* [Task directions]: All of the entries below are to be copied without any alteration.

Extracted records

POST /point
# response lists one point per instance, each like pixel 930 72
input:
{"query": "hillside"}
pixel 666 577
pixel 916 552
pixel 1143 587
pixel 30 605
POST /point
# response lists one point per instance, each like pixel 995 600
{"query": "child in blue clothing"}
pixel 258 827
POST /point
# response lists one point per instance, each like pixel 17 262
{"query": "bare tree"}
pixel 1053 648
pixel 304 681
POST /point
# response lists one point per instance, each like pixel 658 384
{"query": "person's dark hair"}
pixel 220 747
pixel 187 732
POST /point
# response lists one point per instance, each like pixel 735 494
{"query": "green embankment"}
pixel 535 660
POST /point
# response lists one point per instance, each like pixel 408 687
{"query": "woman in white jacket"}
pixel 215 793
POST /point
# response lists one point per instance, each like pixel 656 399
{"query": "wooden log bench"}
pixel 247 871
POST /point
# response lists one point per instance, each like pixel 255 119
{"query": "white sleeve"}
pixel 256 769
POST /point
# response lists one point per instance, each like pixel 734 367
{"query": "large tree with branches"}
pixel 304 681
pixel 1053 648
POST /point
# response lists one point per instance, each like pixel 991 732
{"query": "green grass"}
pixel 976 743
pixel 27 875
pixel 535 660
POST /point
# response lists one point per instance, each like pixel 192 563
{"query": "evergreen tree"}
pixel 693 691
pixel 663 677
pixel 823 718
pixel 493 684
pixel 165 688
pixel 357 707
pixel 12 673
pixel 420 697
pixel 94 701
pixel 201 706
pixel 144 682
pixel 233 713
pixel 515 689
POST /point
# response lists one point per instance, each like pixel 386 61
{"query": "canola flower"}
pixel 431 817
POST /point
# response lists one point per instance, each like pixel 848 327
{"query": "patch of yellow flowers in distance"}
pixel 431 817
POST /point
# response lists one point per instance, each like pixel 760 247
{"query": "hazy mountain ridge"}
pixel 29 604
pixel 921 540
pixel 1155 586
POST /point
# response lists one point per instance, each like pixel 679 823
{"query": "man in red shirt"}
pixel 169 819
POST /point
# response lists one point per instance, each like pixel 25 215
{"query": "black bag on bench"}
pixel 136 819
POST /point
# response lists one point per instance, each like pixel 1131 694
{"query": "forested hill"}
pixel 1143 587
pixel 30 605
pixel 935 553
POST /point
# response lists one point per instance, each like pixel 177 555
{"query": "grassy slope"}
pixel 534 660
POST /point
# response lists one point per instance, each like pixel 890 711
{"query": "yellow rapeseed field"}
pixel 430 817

* [Task output]:
POST /point
# response lists one point per instance, each like pixel 930 72
input:
{"query": "hillside"}
pixel 666 577
pixel 916 552
pixel 1143 587
pixel 30 605
POST /point
# response lists one point per instance, each like pixel 995 600
{"query": "child in blue clothing"}
pixel 258 827
POST /point
# response lists one point per instance, each like pixel 17 262
{"query": "bare tree"}
pixel 1053 648
pixel 304 681
POST /point
# response lists one point per instance, each like pixel 658 384
{"query": "person's dark hair"}
pixel 220 747
pixel 187 732
POST /point
# response lists one point per instance, each like pixel 735 494
{"query": "green embankment"}
pixel 535 660
POST /point
# response lists one point per instance, each like pixel 408 687
{"query": "woman in white jacket"}
pixel 215 793
POST /point
# response lists one point per instance, each like pixel 656 399
{"query": "wooden log bench"}
pixel 247 871
POST /point
# response lists one point per instance, each like pixel 255 119
{"query": "white sleeve"}
pixel 256 769
POST /point
# response lists one point per instance, each like pixel 734 367
{"query": "large tree with branches"}
pixel 304 681
pixel 1053 648
POST /point
# response lists one point per instance, each like pixel 991 732
{"query": "green grass"}
pixel 976 743
pixel 27 875
pixel 535 660
POST /point
# response lists one point per instance, each like pixel 192 563
{"query": "evergreen tree"}
pixel 693 691
pixel 663 677
pixel 823 718
pixel 493 684
pixel 165 688
pixel 357 707
pixel 12 673
pixel 420 697
pixel 94 701
pixel 201 706
pixel 144 682
pixel 233 713
pixel 515 689
POST /point
# response lists one point per instance, each like pixel 386 61
{"query": "canola flower"}
pixel 431 817
POST /point
# response lists one point per instance, each like pixel 848 327
{"query": "patch of yellow flowers in distance"}
pixel 431 817
POST /point
# response lists one point per instance, each like pixel 760 247
{"query": "hazy mountain ridge"}
pixel 29 604
pixel 921 540
pixel 1155 586
POST /point
# response lists one point per instance, each like pixel 679 823
{"query": "man in red shirt"}
pixel 169 819
POST /point
# response lists one point per instance, each like pixel 25 215
{"query": "black bag on bench"}
pixel 136 819
POST /point
# response lists one point per instance, each like pixel 1131 694
{"query": "forested hill"}
pixel 1143 587
pixel 30 605
pixel 935 553
POST /point
# response lists one point per instance, each like pixel 177 555
{"query": "grassy slope"}
pixel 534 660
POST /point
# response lists one point per instance, each like pixel 890 711
{"query": "yellow rapeseed field"}
pixel 430 817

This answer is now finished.